## Required task A:
Please answer these three questions about the pull request comment:
(i) What is the number of the pull request being commented on?
(ii) Which user made the comment?
(iii) What is the name of the Boolean value added in the line that begins with "+"?

You are viewing a plain text version of this content. The canonical link for it is here.
Posted to commits@hudi.apache.org by GitBox <gi...@apache.org> on 2022/01/23 23:04:40 UTC

[GitHub] [hudi] xushiyan commented on a change in pull request #4649: [HUDI-2941] Show _hoodie_operation in spark sql results

xushiyan commented on a change in pull request #4649:
URL: https://github.com/apache/hudi/pull/4649#discussion_r790342949



##########
File path: hudi-spark-datasource/hudi-spark-common/src/main/scala/org/apache/hudi/MergeOnReadSnapshotRelation.scala
##########
@@ -64,8 +64,9 @@ class MergeOnReadSnapshotRelation(val sqlContext: SQLContext,
 
   private val conf = sqlContext.sparkContext.hadoopConfiguration
   private val jobConf = new JobConf(conf)
+  private val withOperationField: Boolean = new TableSchemaResolver(metaClient).hasOperationField
   // use schema from latest metadata, if not present, read schema from the data file
-  private val schemaUtil = new TableSchemaResolver(metaClient)

Rows from a box labeling dataset:
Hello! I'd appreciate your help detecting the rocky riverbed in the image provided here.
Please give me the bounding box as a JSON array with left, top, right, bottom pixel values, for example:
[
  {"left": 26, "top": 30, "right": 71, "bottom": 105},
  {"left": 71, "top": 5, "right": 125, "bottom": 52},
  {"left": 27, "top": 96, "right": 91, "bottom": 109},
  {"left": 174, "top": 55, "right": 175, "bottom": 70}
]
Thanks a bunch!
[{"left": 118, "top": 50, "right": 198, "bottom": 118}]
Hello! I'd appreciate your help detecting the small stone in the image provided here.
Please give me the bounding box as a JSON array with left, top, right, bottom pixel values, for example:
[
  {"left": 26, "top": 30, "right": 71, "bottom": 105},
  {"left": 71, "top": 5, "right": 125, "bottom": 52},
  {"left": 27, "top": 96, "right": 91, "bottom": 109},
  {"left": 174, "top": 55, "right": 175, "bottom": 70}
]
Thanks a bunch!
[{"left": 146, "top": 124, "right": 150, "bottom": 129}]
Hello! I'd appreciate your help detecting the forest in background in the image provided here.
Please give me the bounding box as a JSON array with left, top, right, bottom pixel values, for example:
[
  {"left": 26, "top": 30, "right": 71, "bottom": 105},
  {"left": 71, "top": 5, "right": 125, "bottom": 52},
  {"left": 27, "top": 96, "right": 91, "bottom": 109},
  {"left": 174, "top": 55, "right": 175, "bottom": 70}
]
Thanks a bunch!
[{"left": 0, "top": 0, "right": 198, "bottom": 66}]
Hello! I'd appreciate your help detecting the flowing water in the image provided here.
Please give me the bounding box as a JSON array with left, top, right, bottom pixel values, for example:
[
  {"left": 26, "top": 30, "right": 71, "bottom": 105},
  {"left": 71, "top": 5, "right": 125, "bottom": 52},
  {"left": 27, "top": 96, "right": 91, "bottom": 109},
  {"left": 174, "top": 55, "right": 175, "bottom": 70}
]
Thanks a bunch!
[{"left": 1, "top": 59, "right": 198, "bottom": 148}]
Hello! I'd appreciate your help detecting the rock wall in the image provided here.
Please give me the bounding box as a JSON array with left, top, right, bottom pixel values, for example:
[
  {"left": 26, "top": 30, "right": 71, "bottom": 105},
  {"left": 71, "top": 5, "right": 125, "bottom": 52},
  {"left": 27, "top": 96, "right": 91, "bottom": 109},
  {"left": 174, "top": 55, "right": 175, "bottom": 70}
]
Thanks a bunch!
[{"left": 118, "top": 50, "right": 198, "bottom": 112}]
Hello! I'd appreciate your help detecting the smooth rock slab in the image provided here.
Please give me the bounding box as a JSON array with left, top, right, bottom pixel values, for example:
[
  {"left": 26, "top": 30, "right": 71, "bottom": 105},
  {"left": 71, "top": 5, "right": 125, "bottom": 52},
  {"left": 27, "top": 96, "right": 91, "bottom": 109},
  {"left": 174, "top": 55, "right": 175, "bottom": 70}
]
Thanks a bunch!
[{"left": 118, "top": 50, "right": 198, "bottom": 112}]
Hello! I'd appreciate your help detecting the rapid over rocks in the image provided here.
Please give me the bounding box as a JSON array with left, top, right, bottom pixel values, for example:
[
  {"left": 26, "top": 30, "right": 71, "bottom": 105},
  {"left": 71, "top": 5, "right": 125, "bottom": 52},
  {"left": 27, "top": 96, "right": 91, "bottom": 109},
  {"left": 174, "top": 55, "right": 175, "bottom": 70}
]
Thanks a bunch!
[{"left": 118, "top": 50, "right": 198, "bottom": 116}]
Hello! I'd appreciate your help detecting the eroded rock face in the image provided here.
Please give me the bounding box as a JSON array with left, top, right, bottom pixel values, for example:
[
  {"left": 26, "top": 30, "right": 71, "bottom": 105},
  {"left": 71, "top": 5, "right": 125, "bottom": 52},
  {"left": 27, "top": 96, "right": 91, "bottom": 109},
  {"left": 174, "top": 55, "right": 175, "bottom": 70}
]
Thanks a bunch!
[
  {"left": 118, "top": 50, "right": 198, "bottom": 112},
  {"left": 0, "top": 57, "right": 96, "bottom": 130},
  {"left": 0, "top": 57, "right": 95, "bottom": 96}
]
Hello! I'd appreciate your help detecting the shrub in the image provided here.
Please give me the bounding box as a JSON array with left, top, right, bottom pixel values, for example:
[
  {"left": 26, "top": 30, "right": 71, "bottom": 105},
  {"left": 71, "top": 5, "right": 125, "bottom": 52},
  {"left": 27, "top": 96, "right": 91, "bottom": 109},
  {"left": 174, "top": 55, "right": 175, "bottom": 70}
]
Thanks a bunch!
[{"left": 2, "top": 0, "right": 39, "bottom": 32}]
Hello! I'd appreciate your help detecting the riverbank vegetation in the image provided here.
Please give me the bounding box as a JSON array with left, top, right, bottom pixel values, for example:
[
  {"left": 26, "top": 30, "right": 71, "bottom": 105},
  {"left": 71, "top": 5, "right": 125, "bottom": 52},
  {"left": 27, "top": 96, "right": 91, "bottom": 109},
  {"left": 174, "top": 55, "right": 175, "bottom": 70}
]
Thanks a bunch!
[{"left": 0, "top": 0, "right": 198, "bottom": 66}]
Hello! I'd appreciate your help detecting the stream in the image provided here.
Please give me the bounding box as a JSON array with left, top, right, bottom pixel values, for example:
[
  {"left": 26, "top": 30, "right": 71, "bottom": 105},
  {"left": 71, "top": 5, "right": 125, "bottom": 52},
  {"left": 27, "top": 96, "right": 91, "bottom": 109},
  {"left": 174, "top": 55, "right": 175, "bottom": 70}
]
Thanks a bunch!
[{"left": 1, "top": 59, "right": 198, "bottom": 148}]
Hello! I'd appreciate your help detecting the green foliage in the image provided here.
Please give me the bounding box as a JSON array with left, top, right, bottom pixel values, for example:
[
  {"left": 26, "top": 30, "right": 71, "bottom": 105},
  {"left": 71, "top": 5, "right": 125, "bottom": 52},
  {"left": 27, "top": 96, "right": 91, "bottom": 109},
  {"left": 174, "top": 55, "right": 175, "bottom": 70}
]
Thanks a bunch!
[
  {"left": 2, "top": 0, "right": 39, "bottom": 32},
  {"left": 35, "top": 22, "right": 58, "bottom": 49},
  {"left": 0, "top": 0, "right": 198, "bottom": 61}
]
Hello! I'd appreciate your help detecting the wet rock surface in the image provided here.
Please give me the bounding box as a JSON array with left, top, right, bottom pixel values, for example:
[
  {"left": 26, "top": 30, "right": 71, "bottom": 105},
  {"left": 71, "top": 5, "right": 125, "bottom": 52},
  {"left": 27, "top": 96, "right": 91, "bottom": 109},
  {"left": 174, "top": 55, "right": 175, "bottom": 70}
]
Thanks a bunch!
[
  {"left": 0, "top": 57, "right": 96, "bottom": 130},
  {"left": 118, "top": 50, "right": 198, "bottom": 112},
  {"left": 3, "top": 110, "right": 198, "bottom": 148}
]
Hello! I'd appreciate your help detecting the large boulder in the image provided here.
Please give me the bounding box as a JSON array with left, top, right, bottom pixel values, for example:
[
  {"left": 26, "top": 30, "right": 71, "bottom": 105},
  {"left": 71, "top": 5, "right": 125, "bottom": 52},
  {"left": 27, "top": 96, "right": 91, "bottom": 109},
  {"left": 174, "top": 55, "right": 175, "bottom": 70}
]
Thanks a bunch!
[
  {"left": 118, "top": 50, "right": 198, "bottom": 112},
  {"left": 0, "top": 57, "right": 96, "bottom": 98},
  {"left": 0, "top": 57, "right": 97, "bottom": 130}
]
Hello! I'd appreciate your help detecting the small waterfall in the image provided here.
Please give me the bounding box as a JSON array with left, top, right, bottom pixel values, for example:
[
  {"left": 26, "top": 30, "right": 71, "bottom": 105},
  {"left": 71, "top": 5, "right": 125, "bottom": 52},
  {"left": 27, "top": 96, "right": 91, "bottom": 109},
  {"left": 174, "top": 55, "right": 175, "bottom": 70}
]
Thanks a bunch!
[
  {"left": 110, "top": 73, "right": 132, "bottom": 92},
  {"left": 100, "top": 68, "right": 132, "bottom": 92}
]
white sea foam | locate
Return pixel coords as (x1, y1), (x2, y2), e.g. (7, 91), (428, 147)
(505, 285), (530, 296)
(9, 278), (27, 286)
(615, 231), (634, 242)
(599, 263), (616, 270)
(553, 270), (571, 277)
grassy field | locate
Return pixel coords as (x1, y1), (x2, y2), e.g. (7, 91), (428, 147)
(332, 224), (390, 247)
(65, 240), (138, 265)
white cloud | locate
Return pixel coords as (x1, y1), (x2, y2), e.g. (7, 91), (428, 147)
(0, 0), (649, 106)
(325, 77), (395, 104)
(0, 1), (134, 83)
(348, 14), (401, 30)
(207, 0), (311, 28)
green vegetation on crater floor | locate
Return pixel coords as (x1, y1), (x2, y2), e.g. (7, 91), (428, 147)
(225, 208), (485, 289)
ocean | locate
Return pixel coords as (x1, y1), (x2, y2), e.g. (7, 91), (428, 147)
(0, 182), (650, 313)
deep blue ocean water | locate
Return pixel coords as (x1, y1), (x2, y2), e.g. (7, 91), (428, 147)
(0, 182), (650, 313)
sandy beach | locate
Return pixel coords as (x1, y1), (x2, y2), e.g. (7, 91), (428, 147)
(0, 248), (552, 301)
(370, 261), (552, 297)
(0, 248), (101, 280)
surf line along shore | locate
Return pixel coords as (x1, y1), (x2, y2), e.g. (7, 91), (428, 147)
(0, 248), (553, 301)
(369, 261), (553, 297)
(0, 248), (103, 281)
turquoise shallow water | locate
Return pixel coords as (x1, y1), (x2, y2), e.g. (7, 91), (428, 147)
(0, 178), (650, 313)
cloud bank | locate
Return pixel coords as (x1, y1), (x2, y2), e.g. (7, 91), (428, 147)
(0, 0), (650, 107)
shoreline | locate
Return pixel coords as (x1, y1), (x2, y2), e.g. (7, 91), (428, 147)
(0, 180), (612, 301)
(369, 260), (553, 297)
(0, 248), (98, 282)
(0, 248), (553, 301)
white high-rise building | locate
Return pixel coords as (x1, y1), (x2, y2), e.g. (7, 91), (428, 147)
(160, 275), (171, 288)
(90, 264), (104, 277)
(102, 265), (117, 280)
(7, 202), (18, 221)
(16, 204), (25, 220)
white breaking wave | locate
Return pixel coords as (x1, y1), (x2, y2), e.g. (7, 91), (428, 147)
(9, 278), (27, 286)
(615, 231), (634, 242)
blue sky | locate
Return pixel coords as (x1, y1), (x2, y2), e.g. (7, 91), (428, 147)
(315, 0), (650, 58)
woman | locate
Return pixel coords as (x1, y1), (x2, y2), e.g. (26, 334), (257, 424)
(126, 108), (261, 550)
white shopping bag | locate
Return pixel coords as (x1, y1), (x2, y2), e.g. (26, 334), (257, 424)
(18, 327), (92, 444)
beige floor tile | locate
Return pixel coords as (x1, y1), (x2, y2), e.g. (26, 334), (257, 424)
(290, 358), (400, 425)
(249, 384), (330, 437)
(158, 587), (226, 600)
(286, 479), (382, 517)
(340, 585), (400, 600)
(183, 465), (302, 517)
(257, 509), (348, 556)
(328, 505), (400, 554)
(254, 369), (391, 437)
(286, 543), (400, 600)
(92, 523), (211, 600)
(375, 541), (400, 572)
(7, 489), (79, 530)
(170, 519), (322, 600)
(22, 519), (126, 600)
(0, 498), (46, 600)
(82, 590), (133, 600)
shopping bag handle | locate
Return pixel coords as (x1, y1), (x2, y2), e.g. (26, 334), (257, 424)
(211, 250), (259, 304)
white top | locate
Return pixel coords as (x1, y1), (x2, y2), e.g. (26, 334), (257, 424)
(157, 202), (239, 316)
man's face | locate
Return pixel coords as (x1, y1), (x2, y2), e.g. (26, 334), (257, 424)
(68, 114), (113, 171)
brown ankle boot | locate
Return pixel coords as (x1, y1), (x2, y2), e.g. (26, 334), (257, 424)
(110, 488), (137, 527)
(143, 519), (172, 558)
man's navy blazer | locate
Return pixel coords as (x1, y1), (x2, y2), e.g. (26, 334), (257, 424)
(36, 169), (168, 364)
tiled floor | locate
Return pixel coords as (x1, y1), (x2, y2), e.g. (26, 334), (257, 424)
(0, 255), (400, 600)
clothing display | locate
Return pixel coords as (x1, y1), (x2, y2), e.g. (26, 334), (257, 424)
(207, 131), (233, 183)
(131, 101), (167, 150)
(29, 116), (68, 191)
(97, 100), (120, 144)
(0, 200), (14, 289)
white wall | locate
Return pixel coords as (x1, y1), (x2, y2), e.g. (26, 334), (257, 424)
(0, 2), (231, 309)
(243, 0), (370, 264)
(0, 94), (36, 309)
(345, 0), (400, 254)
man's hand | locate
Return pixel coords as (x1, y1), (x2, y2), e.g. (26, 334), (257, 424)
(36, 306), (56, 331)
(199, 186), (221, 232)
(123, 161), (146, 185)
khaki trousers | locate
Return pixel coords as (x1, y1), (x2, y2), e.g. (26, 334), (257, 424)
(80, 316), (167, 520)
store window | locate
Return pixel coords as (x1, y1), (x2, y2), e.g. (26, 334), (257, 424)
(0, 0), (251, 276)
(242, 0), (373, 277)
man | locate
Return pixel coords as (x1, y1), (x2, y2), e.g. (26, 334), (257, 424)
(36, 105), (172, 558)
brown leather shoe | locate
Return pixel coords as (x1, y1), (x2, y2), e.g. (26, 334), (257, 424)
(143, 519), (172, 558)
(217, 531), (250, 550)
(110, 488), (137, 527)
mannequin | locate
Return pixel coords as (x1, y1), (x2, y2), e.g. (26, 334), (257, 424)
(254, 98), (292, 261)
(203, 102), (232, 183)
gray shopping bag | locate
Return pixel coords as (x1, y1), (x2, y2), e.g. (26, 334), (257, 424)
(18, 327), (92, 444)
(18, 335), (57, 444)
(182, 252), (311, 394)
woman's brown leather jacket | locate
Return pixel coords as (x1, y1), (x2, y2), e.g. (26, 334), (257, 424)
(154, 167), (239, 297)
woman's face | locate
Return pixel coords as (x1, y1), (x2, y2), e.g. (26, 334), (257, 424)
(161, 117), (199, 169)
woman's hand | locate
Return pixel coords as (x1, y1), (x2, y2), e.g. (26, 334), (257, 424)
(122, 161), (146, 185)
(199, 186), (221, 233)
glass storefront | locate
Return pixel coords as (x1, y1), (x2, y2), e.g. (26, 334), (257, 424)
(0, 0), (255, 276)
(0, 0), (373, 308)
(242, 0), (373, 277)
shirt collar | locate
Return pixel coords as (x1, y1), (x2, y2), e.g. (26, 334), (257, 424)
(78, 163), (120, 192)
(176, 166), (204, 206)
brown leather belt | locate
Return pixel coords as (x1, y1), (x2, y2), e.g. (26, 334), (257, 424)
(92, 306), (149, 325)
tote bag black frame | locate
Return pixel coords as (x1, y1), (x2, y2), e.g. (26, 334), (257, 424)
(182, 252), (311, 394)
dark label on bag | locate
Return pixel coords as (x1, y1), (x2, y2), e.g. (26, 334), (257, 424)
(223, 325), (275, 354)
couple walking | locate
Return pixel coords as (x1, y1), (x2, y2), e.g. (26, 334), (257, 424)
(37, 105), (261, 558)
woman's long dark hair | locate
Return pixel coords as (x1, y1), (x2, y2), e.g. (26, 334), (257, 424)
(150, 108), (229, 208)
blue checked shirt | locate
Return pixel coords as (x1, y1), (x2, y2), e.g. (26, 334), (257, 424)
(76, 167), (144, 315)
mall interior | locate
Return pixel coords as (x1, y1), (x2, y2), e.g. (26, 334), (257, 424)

## Required task B:
In the rows, from the line with "white top | locate" up to and including the line with "(36, 105), (172, 558)", switch each "coords" to "coordinates" and give only those lines again, otherwise unchanged.

## Finished answer A:
(i) 4649
(ii) xushiyan
(iii) withOperationField

## Finished answer B:
white top | locate
Return pixel coordinates as (x1, y1), (x2, y2), e.g. (26, 334), (257, 424)
(157, 202), (239, 316)
man's face | locate
Return pixel coordinates as (x1, y1), (x2, y2), e.g. (26, 334), (257, 424)
(68, 114), (113, 171)
brown ankle boot | locate
Return pixel coordinates as (x1, y1), (x2, y2), e.g. (26, 334), (257, 424)
(110, 488), (137, 527)
(143, 519), (172, 558)
man's navy blazer | locate
Return pixel coordinates as (x1, y1), (x2, y2), e.g. (26, 334), (257, 424)
(36, 169), (168, 364)
tiled floor | locate
Return pixel coordinates as (x1, y1), (x2, y2), e.g. (26, 334), (257, 424)
(0, 255), (400, 600)
clothing display | locate
Return pixel coordinates as (x1, y1), (x2, y2), e.g. (26, 334), (257, 424)
(207, 131), (233, 183)
(131, 101), (167, 150)
(29, 116), (68, 191)
(97, 100), (120, 144)
(0, 200), (14, 289)
white wall | locate
Return pixel coordinates as (x1, y1), (x2, y2), e.g. (26, 334), (257, 424)
(0, 2), (231, 309)
(243, 0), (370, 264)
(0, 94), (36, 309)
(345, 0), (400, 254)
man's hand | locate
Return pixel coordinates as (x1, y1), (x2, y2), e.g. (26, 334), (257, 424)
(36, 306), (56, 331)
(199, 186), (221, 232)
(123, 161), (146, 185)
khaki trousers | locate
Return pixel coordinates as (x1, y1), (x2, y2), e.g. (26, 334), (257, 424)
(80, 316), (167, 520)
store window | locate
Return pixel coordinates as (x1, y1), (x2, y2), e.g. (26, 334), (257, 424)
(0, 0), (251, 276)
(242, 0), (373, 277)
man | locate
Return pixel coordinates as (x1, y1), (x2, y2), e.g. (26, 334), (257, 424)
(36, 105), (172, 558)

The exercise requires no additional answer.